**Action item**.
Each record must appear in the answer exactly as it does in the data.

**Supplied records**.
☆ ☆ ☆

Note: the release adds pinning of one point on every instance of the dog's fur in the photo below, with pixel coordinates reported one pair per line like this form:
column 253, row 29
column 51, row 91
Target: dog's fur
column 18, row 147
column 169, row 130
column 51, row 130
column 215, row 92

☆ ☆ ☆

**Result for this exercise**.
Note: the release adds pinning of one point on every instance of the dog's fur in the photo below, with pixel coordinates reported one pair per line like this form:
column 253, row 29
column 51, row 91
Target: dog's fur
column 18, row 147
column 169, row 130
column 51, row 130
column 215, row 92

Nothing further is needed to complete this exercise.